_PROBLEM TO WORK ON_. Would you reproduce exactly the lines below from the one holding "Each instance of the snowy" through the one holding "Each instance of the still", inclusive, and no others?

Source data
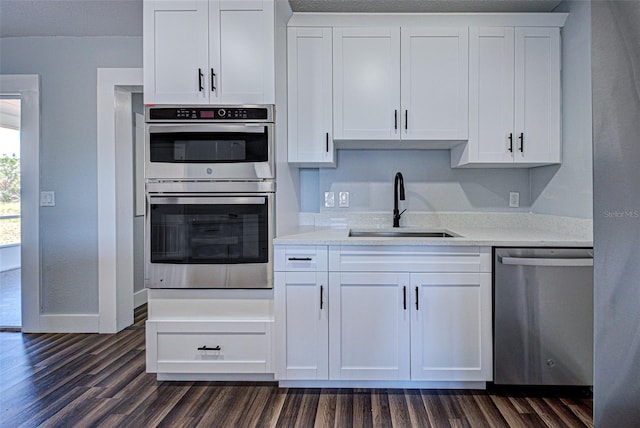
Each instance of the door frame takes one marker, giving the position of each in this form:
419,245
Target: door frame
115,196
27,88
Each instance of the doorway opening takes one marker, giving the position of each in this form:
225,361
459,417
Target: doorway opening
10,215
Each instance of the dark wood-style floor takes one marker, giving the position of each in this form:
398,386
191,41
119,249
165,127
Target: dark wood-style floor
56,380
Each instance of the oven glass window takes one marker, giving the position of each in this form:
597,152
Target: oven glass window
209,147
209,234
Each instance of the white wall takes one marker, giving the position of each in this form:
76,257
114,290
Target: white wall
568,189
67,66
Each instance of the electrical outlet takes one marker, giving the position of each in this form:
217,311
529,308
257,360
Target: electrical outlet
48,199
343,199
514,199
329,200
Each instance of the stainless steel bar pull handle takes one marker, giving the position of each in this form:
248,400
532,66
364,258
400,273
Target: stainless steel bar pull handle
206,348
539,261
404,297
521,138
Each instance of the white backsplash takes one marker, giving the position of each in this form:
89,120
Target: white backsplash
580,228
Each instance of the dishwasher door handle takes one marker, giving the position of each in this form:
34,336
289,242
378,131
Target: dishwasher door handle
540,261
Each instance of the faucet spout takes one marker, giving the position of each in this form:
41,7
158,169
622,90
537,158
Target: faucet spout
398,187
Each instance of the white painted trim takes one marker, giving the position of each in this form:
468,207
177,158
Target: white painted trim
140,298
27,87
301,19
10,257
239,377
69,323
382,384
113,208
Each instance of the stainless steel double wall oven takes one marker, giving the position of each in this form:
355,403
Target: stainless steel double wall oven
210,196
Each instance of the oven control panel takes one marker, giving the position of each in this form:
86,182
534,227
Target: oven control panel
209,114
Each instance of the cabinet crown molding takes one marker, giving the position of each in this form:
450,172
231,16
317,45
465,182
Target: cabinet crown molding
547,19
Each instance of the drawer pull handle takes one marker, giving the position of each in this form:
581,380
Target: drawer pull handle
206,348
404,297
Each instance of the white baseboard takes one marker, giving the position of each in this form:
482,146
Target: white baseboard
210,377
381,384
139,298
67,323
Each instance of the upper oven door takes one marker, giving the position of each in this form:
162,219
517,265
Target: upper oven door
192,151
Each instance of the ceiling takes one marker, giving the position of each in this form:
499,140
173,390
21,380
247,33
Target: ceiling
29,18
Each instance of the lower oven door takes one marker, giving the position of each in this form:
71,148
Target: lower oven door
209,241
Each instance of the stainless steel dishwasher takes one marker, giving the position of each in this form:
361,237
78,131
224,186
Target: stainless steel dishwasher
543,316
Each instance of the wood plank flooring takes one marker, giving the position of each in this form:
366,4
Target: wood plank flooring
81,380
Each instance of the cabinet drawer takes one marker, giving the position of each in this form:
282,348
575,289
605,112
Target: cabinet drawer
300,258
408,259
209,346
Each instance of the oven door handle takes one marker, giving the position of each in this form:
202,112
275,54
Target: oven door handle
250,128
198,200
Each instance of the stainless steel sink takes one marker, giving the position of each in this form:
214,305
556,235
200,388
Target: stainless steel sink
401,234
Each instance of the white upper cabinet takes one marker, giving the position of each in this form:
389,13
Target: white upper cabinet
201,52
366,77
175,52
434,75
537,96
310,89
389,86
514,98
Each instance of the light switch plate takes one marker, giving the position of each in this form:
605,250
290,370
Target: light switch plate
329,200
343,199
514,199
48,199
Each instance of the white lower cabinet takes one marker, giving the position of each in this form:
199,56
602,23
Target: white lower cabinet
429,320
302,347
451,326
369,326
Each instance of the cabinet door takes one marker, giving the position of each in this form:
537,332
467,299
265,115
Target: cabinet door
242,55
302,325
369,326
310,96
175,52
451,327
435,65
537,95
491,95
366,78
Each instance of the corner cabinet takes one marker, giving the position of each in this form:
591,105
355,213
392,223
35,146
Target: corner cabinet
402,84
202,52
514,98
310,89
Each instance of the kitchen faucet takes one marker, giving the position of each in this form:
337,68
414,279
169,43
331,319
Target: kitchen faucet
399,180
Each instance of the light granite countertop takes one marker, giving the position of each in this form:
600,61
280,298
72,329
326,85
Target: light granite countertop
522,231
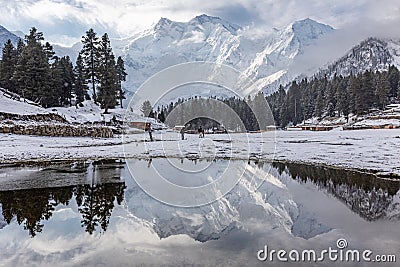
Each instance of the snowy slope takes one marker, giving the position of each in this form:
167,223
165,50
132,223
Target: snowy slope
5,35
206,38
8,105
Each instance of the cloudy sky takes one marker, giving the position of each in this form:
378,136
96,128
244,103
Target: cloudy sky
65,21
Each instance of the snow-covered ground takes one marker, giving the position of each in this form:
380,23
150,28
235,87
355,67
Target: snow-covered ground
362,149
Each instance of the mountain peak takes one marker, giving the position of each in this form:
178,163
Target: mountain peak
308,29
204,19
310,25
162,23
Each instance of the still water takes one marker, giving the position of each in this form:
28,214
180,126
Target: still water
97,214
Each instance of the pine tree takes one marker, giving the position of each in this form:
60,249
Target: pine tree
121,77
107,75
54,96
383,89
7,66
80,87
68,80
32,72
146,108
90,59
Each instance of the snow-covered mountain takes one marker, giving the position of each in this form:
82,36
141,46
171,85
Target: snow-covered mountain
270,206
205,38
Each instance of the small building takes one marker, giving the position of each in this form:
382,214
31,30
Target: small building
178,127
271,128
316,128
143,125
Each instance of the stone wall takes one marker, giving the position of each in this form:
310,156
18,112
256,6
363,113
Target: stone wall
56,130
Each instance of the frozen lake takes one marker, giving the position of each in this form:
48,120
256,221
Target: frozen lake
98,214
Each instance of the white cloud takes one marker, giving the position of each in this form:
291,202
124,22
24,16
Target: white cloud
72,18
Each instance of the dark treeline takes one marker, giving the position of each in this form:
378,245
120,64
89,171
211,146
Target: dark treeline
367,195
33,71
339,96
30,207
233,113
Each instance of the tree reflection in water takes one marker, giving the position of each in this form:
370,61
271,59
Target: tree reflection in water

==

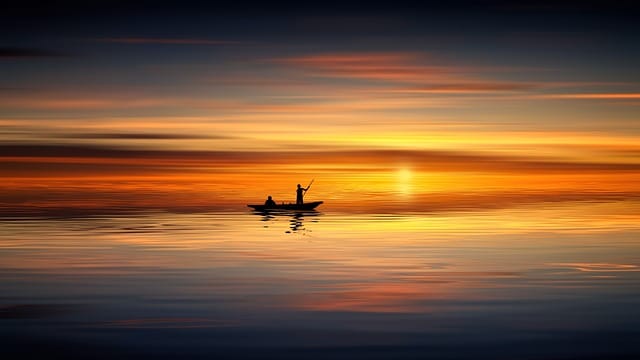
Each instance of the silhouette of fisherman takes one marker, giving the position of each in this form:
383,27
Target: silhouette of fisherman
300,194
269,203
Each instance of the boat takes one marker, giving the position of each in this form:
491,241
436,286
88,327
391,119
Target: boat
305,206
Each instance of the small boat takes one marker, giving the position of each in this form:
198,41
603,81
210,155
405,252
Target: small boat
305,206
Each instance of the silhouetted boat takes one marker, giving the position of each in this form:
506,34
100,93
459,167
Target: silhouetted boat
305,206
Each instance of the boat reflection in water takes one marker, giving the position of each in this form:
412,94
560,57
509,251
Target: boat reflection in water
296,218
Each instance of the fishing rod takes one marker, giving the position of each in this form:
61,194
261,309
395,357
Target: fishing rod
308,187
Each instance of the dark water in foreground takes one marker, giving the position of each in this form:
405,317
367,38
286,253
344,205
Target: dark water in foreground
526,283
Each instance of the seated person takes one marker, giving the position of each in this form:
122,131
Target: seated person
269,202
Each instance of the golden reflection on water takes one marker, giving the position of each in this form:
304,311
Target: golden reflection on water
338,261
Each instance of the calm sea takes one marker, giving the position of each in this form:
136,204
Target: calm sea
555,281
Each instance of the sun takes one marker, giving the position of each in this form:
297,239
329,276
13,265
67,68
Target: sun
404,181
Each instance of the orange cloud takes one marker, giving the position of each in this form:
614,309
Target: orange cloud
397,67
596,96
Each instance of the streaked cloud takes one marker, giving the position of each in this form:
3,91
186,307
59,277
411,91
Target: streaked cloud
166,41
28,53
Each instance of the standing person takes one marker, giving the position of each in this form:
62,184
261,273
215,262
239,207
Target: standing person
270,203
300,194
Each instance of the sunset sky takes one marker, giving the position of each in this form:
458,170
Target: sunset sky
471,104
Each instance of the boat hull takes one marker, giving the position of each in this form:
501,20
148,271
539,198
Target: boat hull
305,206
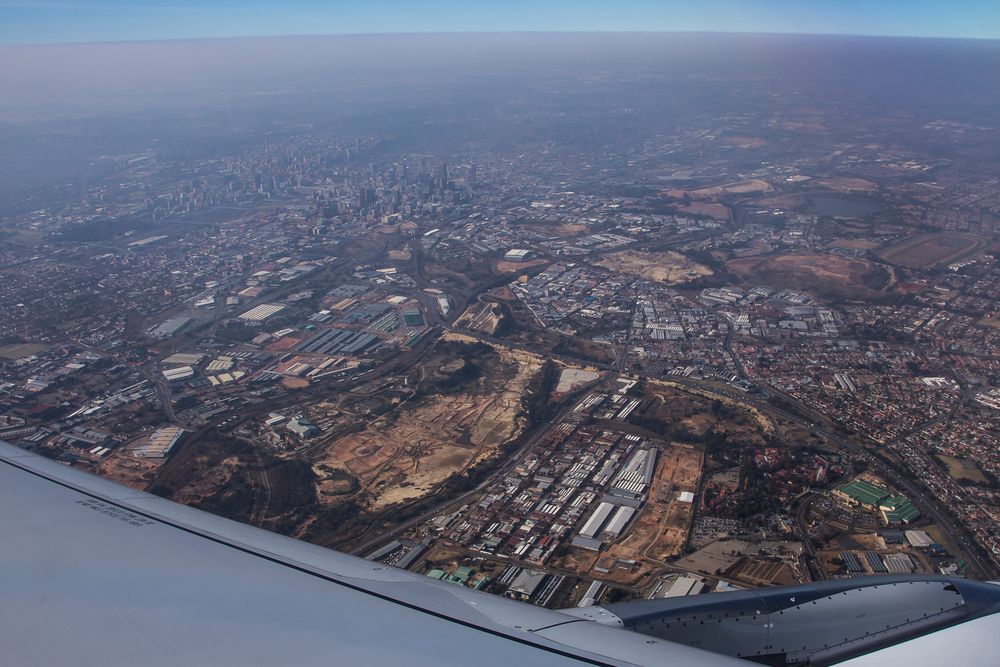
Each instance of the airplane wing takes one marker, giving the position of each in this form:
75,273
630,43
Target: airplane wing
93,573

_EXERCISE RESULT_.
Each instance of the snowy slope takes one marker, giving the position of each in this form:
167,223
165,50
132,223
Target: snowy slope
5,35
206,38
8,105
Each instance of the cloudy sky takes one marker, giving the position of each in this form:
378,136
96,128
244,103
Target: cloudy sky
65,21
Each instance of the snow-covered ground takes one marker, giving the position of each in this form:
380,23
150,28
235,87
355,67
Target: snow-covered ground
362,149
Each instance of the mountain peak takes one marker, giving the position of each in this form:
178,163
Target: mountain peak
308,29
204,19
310,25
162,23
Each instance of the still water takes one marker, giving the position of each in this form:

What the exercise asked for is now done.